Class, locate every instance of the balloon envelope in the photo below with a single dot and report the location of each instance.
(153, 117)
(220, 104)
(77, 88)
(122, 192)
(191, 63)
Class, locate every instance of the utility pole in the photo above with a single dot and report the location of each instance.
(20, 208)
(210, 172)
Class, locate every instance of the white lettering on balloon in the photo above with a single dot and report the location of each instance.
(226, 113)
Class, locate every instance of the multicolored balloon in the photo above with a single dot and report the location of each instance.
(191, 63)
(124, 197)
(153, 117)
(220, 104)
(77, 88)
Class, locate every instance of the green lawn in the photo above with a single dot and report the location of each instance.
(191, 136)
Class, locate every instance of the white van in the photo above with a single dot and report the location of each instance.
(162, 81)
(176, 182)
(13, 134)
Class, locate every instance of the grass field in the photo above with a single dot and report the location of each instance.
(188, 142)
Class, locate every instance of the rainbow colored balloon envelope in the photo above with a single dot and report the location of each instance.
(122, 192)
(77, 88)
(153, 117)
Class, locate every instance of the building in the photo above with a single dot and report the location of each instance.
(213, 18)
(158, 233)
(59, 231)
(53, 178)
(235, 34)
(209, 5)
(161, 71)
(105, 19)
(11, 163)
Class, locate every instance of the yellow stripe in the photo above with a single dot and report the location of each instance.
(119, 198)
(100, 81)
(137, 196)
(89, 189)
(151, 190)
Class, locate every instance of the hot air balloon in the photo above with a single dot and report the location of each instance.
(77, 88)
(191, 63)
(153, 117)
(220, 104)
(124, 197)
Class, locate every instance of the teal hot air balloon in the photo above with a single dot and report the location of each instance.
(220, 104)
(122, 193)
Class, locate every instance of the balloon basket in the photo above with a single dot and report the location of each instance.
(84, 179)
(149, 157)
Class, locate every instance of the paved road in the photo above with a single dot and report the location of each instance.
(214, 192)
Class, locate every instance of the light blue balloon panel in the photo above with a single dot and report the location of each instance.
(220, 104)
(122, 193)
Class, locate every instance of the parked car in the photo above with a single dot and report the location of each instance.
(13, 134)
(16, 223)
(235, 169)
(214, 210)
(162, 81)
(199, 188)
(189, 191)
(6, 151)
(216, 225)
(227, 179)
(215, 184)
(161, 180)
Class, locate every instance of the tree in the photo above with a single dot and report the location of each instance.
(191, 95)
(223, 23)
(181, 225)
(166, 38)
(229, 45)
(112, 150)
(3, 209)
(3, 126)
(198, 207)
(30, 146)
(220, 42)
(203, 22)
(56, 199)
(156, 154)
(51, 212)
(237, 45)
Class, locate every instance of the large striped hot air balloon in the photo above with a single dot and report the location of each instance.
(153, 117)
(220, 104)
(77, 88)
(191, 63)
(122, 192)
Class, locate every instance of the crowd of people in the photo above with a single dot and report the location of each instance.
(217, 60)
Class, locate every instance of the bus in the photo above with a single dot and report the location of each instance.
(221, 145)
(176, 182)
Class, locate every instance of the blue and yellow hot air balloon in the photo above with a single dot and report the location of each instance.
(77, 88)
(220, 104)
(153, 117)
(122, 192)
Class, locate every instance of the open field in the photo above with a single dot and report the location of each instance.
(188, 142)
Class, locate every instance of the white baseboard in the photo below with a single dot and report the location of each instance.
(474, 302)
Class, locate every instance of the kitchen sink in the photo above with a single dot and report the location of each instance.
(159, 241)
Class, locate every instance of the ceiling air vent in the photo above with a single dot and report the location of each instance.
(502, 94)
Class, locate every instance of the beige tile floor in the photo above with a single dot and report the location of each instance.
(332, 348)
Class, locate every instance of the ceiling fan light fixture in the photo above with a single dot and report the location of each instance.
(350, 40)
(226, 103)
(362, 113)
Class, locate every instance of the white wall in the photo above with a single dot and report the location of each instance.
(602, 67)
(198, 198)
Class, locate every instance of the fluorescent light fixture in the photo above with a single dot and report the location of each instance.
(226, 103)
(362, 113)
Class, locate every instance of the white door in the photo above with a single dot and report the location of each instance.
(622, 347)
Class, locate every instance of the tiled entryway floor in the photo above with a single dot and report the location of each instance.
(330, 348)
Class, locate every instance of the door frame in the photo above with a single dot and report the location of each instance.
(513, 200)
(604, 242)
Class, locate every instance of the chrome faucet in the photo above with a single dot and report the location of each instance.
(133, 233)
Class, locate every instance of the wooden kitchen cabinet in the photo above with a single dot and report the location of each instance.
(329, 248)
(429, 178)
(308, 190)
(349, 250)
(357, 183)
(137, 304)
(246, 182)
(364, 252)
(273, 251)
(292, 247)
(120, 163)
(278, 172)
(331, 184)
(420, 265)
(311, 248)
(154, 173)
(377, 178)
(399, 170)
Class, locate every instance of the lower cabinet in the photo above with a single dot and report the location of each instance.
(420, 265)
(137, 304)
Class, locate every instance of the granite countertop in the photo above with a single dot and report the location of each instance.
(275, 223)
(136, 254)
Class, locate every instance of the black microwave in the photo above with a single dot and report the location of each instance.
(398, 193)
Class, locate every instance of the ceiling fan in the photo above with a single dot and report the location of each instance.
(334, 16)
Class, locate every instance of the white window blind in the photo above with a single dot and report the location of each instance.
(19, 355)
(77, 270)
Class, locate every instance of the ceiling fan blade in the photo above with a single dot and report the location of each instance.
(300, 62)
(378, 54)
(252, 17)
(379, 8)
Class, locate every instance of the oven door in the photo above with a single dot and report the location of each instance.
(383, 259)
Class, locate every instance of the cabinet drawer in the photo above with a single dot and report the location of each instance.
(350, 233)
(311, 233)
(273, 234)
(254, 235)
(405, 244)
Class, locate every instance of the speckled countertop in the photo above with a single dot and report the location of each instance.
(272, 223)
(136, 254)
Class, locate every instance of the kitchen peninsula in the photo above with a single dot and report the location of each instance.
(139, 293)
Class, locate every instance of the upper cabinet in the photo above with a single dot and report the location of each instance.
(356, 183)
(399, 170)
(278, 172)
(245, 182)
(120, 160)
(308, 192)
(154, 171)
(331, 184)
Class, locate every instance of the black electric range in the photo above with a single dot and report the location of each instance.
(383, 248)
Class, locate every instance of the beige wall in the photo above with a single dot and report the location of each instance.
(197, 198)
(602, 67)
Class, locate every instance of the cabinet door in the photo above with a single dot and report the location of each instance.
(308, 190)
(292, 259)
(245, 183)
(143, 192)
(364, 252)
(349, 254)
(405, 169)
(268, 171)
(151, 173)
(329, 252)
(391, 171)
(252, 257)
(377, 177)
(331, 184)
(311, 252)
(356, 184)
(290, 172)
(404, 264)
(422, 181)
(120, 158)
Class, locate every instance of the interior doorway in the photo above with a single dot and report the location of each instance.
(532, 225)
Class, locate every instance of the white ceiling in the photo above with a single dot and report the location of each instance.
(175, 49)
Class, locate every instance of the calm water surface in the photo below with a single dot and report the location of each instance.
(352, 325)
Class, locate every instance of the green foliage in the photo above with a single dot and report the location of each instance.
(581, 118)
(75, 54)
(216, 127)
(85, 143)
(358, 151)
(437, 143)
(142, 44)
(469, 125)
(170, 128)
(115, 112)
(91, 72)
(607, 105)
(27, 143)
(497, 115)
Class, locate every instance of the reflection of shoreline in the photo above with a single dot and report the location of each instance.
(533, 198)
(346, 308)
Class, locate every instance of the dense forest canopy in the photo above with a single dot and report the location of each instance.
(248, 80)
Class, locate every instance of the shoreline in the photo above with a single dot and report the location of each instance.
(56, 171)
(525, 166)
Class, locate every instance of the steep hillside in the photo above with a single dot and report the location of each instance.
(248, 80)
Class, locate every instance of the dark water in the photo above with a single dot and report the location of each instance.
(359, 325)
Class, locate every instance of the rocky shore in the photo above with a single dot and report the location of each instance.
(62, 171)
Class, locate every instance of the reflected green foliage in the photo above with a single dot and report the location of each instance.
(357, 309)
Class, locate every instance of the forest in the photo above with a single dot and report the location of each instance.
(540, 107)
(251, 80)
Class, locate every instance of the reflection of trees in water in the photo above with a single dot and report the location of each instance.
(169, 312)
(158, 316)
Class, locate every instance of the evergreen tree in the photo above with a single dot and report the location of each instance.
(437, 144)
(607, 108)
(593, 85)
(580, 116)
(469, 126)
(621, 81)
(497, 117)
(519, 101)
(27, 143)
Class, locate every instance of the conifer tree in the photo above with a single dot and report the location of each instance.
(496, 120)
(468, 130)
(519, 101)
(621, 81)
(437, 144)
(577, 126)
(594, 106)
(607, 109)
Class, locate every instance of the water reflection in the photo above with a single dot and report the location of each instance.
-.-.-
» WORK ORDER:
Starting at the line that contains "Class, locate every instance of the dark", write out every line to the end of the entries, exactly as given.

» RESPONSE TO THE TASK:
Class, locate every instance of the dark water in the photo above with a single dot and report the location of each instance.
(359, 325)
Class, locate every instance of the rocky shore in the photo above with a single dot and report the location of each instance.
(62, 171)
Class, locate every instance of the reflected green foliage in the photo above with a single dot and report the location of each instance.
(357, 309)
Class, locate every instance of the forest in the photo above with a single dot and report the location of each instance.
(540, 107)
(251, 80)
Class, locate every instance of the reflection of trees in water in the photo above with a single dot and report the location of each instance.
(169, 312)
(158, 316)
Class, locate every instance of the evergreen tree in the photo above with a single dot and report the location of each instance.
(437, 144)
(607, 108)
(593, 85)
(580, 116)
(469, 126)
(621, 81)
(497, 117)
(519, 101)
(27, 143)
Class, locate every instance of the conifer tree in the photo above with a single dot and report the location of each instance.
(496, 120)
(468, 130)
(519, 101)
(621, 81)
(437, 144)
(577, 126)
(594, 106)
(607, 109)
Class, locate every instance of the water reflection in the photo above with a single dot and report the location of each instance.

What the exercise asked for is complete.